:: Extracted text ::
--
Mining has gotten pretty competitive, and there are important consequences.

Consequence: High barrier to entry

In the beginning, you could run the Bitcoin node software on any computer. But Bitcoin has been around for over a decade now, and enthusiasts have iterated a lot on their mining approaches to become more and more efficient. Nowadays, most miners use special computers designed specifically to solve the “proof of work” math puzzles increasingly quickly.

This has made it harder for a new person to get into mining, and it’s also given Bitcoin the reputation of being environmentally unfriendly.

Consequence: Negative environmental impact

It takes a lot of electricity to keep so many specialized processors running 24/7 to solve the “proof of work” puzzles.

This environmental concern is one of the most commonly discussed issues around Bitcoin.

Detractors argue that this is way too much pollution for something that isn’t even a tangible product.

Proponents might make a few different arguments:

  • Bitcoin has processed over $10 trillion of transactions, and it’s reasonable that validating that type of volume takes a lot of energy. In other words, it’s doing a lot of work, and “power” is technically defined as a measure of the amount of work done in a given amount of time. Sure, if you believe Bitcoin is totally useless, then all that power is wasted (which I think is the crux of many of the complaints about Bitcoin’s energy usage); but, if you believe cryptocurrency can provide valuable services as I do, then please recognize that it’s common for useful services to require an expenditure of power. Bitcoin is a large service—an entire financial system—used by millions of people to process billions of dollars, so it requires a lot of power.
  • Bitcoin is only being criticized so much here because it’s completely transparent (unlike other industries). With Bitcoin, you can easily calculate how much energy is being used. It’s much less clear how much energy is used by, say, video game playing across the world. (There are all sorts of articles out there with comparisons of energy usage across other common activities—for example, Christmas lights in the US use more energy than entire small countries like El Salvador).
--
:: To-do list ::
a – Repeat the part of the passage on Bitcoin mining that opens with the words containing "In the beginning, you" and closes with "being environmentally unfriendly.".
b – According to the passage on Bitcoin mining, what kind of machines do most miners use nowadays?
None of the data after this point is needed.

(Items from a data source)
--
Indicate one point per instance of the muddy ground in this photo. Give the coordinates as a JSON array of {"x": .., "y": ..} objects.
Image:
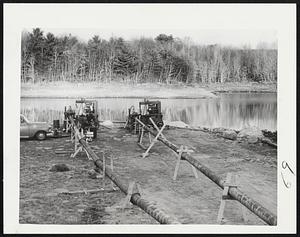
[{"x": 190, "y": 200}]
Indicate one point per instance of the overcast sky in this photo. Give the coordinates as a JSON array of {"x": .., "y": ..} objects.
[{"x": 236, "y": 38}]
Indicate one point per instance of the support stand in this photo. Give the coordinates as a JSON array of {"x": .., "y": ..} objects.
[
  {"x": 78, "y": 147},
  {"x": 181, "y": 150},
  {"x": 230, "y": 182},
  {"x": 152, "y": 141}
]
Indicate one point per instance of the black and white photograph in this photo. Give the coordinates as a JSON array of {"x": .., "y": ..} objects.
[{"x": 136, "y": 115}]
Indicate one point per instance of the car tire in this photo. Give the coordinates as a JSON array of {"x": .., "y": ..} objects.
[{"x": 41, "y": 135}]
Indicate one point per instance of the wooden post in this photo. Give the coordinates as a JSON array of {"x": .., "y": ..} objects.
[{"x": 179, "y": 155}]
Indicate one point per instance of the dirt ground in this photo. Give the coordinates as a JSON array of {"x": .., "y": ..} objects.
[{"x": 190, "y": 200}]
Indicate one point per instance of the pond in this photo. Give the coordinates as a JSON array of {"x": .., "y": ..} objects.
[{"x": 229, "y": 110}]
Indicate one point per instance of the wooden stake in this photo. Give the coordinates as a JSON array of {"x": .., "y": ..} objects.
[
  {"x": 230, "y": 182},
  {"x": 179, "y": 158}
]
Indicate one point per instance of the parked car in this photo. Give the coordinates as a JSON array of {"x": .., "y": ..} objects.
[{"x": 38, "y": 130}]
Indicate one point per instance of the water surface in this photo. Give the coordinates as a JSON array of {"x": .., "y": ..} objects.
[{"x": 230, "y": 110}]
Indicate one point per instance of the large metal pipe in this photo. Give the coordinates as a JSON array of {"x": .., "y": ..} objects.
[
  {"x": 234, "y": 192},
  {"x": 136, "y": 198}
]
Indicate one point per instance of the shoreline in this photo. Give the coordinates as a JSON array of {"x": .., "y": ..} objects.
[{"x": 148, "y": 90}]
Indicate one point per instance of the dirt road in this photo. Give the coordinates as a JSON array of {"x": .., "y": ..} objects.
[{"x": 190, "y": 200}]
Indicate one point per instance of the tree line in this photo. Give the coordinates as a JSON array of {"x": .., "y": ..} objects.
[{"x": 165, "y": 59}]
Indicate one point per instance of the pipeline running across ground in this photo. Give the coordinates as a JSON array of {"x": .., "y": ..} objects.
[
  {"x": 136, "y": 197},
  {"x": 234, "y": 192}
]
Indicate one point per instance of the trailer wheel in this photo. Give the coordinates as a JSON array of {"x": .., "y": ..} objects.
[{"x": 40, "y": 135}]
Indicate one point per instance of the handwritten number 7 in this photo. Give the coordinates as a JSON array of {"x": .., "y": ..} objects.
[{"x": 287, "y": 184}]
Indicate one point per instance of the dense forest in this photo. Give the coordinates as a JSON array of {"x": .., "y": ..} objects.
[{"x": 165, "y": 59}]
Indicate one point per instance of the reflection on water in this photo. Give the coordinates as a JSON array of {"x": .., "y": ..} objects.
[{"x": 236, "y": 110}]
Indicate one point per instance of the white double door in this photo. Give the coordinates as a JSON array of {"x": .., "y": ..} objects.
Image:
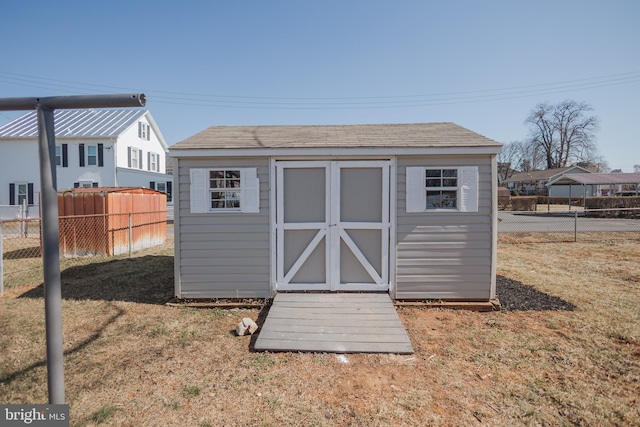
[{"x": 332, "y": 225}]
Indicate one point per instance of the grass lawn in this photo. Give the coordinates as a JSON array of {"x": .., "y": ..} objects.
[{"x": 130, "y": 360}]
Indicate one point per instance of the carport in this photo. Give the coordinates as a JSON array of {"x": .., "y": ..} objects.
[{"x": 592, "y": 179}]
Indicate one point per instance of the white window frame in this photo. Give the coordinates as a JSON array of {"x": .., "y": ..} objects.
[
  {"x": 58, "y": 155},
  {"x": 467, "y": 189},
  {"x": 201, "y": 191},
  {"x": 232, "y": 195},
  {"x": 144, "y": 131},
  {"x": 429, "y": 187},
  {"x": 94, "y": 156},
  {"x": 154, "y": 162},
  {"x": 135, "y": 158},
  {"x": 18, "y": 194}
]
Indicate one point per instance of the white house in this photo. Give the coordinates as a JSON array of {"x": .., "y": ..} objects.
[{"x": 94, "y": 148}]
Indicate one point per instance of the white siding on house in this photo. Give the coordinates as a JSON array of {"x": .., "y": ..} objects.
[
  {"x": 130, "y": 138},
  {"x": 222, "y": 254},
  {"x": 444, "y": 255}
]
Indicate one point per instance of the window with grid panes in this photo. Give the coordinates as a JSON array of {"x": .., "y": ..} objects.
[{"x": 224, "y": 189}]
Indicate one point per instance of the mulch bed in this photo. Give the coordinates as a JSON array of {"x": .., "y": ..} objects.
[{"x": 515, "y": 296}]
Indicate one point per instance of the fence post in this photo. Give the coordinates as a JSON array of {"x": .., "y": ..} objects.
[
  {"x": 23, "y": 218},
  {"x": 1, "y": 261}
]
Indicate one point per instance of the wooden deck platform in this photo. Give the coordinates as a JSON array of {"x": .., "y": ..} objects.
[{"x": 333, "y": 323}]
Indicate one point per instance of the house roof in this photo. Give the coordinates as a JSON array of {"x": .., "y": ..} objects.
[
  {"x": 542, "y": 175},
  {"x": 83, "y": 123},
  {"x": 417, "y": 135},
  {"x": 596, "y": 178}
]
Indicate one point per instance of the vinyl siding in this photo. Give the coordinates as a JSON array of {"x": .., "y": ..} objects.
[
  {"x": 444, "y": 255},
  {"x": 223, "y": 255}
]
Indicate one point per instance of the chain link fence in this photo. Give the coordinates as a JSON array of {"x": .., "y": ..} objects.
[
  {"x": 84, "y": 239},
  {"x": 573, "y": 225}
]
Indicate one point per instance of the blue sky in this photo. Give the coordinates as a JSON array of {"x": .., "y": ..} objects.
[{"x": 482, "y": 64}]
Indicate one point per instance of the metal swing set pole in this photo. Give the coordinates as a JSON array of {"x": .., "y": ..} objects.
[{"x": 49, "y": 197}]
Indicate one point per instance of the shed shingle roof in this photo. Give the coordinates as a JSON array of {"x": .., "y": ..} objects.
[{"x": 418, "y": 135}]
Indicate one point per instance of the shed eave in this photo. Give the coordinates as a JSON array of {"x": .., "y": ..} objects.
[{"x": 334, "y": 151}]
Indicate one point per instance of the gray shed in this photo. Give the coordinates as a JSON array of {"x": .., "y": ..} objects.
[{"x": 408, "y": 209}]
--
:: Answers ::
a –
In the beginning, you could run the Bitcoin node software on any computer. But Bitcoin has been around for over a decade now, and enthusiasts have iterated a lot on their mining approaches to become more and more efficient. Nowadays, most miners use special computers designed specifically to solve the “proof of work” math puzzles increasingly quickly.

This has made it harder for a new person to get into mining, and it’s also given Bitcoin the reputation of being environmentally unfriendly.

b – Special computers designed specifically to solve the “proof of work” math puzzles.